- Source passage
Indiana NFIB State Director and Member Testify on Increasing Cost of Energy

Date: October 04, 2022

On September 26, NFIB State Director in Indiana, Natalie Robinson, and NFIB member Joe Grossbauer testified in front of the 21st Century Energy Task Force.


Joe Grossbauer, owner of GGNet, a technology firm in Valparaiso, had to move his storage operations out of state because the cost was too high to keep it here in Indiana. GGNet has been in business since 2001. In 2018, Joe was hosting websites and data for clients but because of growing demand and power rate hikes, his monthly bill was soon around $2,400 and not sustainable. Grossbauer didn’t want to lose one of his core businesses, so he evaluated his options so he could stay in Indiana, but even with economic development funds, GGNet could not stay competitive. Research showed that if he stayed in Indiana, his electric bill would exceed $28,000 per year and that if he moved to Chicago, is rates would go down by nearly 10%. Grossbauer ultimately decided to relocate GGNet’s data center to Ohio and Virginia. Grossbauer says that if he were to buy power on the open market here in Indiana, it could save between $3,000 to $6,000 per year and allow him to keep his operations here. Grossbauer asked the Task Force to allow him to buy power on the open market.

- What to do
**A.** According to the testimony report, to which states did Grossbauer relocate GGNet's data center?
**B.** Reproduce word for word the stretch of the testimony report from "On September 26, NFIB" through "Energy Task Force.".
**C.** Condense the paragraph of the testimony report that begins "Joe Grossbauer, owner of GGNet" into a bulleted list of its main facts.
The material after this point is unrelated to the testimony report.

- Information shown
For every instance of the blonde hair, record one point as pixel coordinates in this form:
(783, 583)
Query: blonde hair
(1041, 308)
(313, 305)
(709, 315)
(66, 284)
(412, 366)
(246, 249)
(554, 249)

...

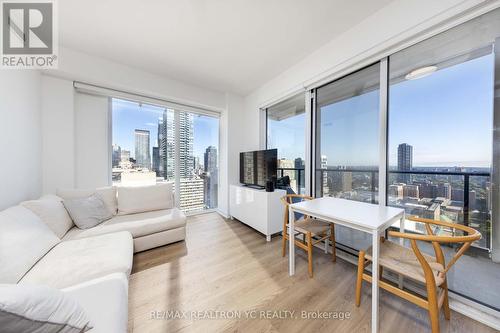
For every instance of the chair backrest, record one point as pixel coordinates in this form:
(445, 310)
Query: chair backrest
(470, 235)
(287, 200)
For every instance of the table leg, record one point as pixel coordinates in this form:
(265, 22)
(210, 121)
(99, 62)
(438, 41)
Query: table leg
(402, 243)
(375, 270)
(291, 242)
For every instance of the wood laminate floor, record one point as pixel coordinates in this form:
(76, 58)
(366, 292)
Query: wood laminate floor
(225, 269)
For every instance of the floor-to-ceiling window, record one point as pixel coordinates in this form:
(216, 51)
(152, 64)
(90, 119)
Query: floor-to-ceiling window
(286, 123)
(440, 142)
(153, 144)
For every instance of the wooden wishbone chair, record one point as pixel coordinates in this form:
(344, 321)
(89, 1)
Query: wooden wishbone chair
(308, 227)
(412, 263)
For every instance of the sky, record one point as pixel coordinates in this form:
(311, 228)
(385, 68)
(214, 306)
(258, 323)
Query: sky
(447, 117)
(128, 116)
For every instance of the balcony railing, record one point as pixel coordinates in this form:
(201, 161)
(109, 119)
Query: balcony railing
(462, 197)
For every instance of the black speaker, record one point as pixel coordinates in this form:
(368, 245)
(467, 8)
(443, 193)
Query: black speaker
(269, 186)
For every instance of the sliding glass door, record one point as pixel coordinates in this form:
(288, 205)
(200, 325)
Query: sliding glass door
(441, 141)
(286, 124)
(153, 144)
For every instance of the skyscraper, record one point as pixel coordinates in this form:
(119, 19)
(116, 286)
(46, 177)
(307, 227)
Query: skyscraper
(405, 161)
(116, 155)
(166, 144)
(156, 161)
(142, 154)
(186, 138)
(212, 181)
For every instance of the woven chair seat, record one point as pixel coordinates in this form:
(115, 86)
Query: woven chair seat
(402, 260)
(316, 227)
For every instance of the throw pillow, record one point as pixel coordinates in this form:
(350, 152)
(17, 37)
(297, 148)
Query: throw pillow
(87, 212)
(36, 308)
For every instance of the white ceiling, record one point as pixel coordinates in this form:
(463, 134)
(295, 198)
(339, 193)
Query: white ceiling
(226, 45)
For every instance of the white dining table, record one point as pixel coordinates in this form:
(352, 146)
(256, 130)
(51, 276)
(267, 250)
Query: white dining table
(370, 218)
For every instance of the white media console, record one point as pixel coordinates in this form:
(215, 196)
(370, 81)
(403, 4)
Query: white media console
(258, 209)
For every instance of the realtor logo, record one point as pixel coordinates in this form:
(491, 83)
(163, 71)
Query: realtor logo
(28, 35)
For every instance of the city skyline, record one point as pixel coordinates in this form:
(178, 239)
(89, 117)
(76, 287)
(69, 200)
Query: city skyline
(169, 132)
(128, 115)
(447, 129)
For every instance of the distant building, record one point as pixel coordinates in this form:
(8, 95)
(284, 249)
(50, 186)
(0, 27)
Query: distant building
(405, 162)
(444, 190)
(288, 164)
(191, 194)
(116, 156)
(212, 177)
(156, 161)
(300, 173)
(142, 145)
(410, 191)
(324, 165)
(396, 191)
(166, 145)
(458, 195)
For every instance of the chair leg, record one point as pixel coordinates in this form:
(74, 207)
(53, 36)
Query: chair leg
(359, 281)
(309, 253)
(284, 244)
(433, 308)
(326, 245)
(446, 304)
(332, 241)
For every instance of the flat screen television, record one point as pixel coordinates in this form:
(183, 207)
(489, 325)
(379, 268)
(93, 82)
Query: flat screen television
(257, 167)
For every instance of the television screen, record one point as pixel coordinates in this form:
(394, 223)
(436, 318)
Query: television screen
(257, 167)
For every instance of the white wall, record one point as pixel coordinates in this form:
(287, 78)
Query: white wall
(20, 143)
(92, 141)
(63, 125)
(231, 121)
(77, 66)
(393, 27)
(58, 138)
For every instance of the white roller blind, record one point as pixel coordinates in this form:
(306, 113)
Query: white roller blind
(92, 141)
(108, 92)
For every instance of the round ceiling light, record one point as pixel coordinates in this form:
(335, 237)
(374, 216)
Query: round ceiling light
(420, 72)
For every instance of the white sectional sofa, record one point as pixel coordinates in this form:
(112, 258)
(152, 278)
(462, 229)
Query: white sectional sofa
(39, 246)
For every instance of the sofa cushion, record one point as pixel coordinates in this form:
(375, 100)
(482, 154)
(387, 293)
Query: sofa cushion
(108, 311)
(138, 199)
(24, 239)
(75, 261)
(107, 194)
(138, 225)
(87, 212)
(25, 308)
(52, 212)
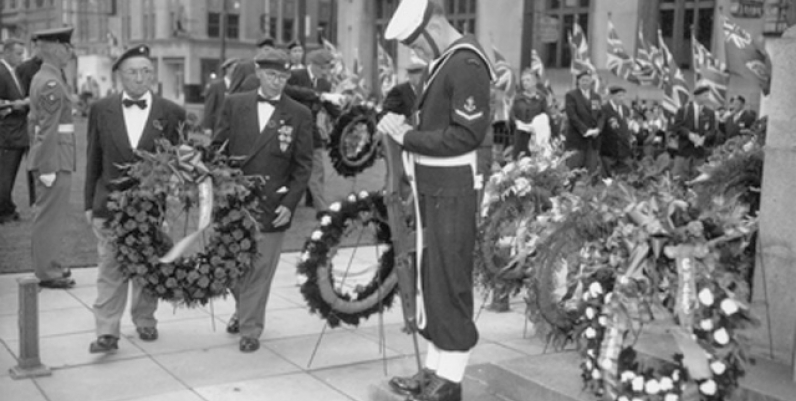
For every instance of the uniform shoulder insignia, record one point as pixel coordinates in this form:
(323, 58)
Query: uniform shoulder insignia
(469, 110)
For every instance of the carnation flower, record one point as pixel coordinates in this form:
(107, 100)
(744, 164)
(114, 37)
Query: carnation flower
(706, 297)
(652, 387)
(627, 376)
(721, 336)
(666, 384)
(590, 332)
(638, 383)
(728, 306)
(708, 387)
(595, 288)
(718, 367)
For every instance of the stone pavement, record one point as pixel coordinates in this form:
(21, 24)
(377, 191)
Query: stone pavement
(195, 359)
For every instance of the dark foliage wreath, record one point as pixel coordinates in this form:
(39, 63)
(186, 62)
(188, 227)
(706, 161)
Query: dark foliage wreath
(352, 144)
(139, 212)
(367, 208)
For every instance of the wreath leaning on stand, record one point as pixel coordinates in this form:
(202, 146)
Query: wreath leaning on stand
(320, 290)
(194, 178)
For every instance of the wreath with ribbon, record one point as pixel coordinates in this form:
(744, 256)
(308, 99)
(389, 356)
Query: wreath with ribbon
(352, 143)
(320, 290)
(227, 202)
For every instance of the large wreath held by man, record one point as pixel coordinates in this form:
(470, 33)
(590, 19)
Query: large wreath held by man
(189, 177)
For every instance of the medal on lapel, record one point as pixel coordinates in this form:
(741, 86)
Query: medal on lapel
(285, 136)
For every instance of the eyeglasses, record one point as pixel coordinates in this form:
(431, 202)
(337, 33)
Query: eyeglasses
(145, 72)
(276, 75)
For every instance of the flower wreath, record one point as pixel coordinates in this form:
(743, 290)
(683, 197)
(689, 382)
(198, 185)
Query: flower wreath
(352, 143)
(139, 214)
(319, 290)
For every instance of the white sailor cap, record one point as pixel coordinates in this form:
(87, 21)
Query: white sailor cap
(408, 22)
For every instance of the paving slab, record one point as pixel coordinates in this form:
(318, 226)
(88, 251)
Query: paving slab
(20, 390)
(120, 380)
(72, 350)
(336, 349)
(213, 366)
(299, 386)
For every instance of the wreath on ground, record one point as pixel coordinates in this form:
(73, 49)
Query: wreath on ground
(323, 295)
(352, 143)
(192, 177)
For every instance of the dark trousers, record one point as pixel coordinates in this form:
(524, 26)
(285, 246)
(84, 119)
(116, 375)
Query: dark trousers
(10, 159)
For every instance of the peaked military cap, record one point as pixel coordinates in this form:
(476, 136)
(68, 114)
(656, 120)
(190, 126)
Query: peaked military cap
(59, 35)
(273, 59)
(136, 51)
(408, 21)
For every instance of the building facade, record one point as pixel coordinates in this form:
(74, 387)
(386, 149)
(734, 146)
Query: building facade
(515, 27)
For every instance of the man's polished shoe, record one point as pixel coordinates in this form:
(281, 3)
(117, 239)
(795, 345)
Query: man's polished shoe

- Answers to this exercise
**A.** Ohio and Virginia.

**B.**
On September 26, NFIB State Director in Indiana, Natalie Robinson, and NFIB member Joe Grossbauer testified in front of the 21st Century Energy Task Force.

**C.**
- Joe Grossbauer owns GGNet, a technology firm in Valparaiso that has been in business since 2001.
- He moved his storage operations out of Indiana because the cost there was too high.
- In 2018 he hosted websites and data for clients. Growing demand and power rate hikes pushed his monthly bill to about $2,400, which was not sustainable.
- Even with economic development funds, GGNet could not stay competitive in Indiana.
- Research showed his electric bill would exceed $28,000 per year if he stayed, while moving to Chicago would cut rates by nearly 10%.
- He relocated GGNet's data center to Ohio and Virginia.
- He says buying power on Indiana's open market could save $3,000 to $6,000 per year and let him keep operations in the state.
- He asked the Task Force to allow him to buy power on the open market.